◆ **Required task**
Turn each of the entries below into a numbered list with one item per line, leaving out any blank lines.

◆ **Information supplied**
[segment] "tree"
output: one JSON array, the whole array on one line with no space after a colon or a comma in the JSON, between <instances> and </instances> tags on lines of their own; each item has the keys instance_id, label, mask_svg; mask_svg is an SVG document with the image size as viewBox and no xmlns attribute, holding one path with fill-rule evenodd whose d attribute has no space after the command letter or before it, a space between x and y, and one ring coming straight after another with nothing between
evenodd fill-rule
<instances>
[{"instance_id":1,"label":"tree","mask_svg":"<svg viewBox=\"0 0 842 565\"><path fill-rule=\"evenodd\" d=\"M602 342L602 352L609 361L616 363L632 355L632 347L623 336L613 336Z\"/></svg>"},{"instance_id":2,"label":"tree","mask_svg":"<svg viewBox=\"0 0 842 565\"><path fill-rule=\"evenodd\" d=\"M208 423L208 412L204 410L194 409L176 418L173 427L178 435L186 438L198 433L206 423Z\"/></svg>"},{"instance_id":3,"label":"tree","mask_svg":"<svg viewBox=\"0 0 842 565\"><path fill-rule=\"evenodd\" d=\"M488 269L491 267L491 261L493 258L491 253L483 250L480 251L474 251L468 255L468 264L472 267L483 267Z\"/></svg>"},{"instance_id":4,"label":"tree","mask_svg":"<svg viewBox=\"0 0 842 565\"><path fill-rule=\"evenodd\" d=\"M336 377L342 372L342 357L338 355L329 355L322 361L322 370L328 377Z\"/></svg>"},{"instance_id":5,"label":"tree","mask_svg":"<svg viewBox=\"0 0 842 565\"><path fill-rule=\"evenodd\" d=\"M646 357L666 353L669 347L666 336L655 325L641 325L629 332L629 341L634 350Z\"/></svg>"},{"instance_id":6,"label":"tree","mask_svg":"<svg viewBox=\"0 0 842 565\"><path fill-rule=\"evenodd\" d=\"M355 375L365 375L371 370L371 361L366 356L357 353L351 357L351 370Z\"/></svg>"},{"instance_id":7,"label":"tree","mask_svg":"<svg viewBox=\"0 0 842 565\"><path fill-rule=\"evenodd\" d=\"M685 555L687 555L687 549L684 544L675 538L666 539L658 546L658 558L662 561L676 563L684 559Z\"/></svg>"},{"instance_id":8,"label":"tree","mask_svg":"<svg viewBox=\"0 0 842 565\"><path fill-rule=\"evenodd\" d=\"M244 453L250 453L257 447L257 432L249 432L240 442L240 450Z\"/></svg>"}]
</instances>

◆ **Task response**
1. [segment] "tree"
2. output: one JSON array, the whole array on one line with no space after a colon or a comma in the JSON, between <instances> and </instances> tags on lines of their own; each item has the keys instance_id, label, mask_svg; mask_svg is an SVG document with the image size as viewBox and no xmlns attribute, holding one path with fill-rule evenodd whose d attribute has no space after the command letter or before it, a space between x and y, and one ring coming straight after another with nothing between
3. evenodd fill-rule
4. <instances>
5. [{"instance_id":1,"label":"tree","mask_svg":"<svg viewBox=\"0 0 842 565\"><path fill-rule=\"evenodd\" d=\"M602 342L602 352L609 361L616 363L632 355L632 347L623 336L613 336Z\"/></svg>"},{"instance_id":2,"label":"tree","mask_svg":"<svg viewBox=\"0 0 842 565\"><path fill-rule=\"evenodd\" d=\"M208 423L208 412L204 410L194 409L176 418L173 427L178 435L186 438L198 433L206 423Z\"/></svg>"},{"instance_id":3,"label":"tree","mask_svg":"<svg viewBox=\"0 0 842 565\"><path fill-rule=\"evenodd\" d=\"M488 269L491 267L491 261L493 258L491 253L483 250L480 251L474 251L468 255L468 264L472 267L483 267Z\"/></svg>"},{"instance_id":4,"label":"tree","mask_svg":"<svg viewBox=\"0 0 842 565\"><path fill-rule=\"evenodd\" d=\"M336 377L342 372L342 357L338 355L329 355L322 361L322 370L328 377Z\"/></svg>"},{"instance_id":5,"label":"tree","mask_svg":"<svg viewBox=\"0 0 842 565\"><path fill-rule=\"evenodd\" d=\"M646 357L666 353L669 347L666 336L655 325L641 325L629 332L629 341L634 350Z\"/></svg>"},{"instance_id":6,"label":"tree","mask_svg":"<svg viewBox=\"0 0 842 565\"><path fill-rule=\"evenodd\" d=\"M355 375L365 375L371 370L371 361L366 356L357 353L351 357L351 370Z\"/></svg>"},{"instance_id":7,"label":"tree","mask_svg":"<svg viewBox=\"0 0 842 565\"><path fill-rule=\"evenodd\" d=\"M685 555L687 555L687 549L684 544L675 538L666 539L658 546L658 558L662 561L676 563L684 559Z\"/></svg>"},{"instance_id":8,"label":"tree","mask_svg":"<svg viewBox=\"0 0 842 565\"><path fill-rule=\"evenodd\" d=\"M244 453L250 453L257 447L257 432L249 432L240 442L240 450Z\"/></svg>"}]
6. </instances>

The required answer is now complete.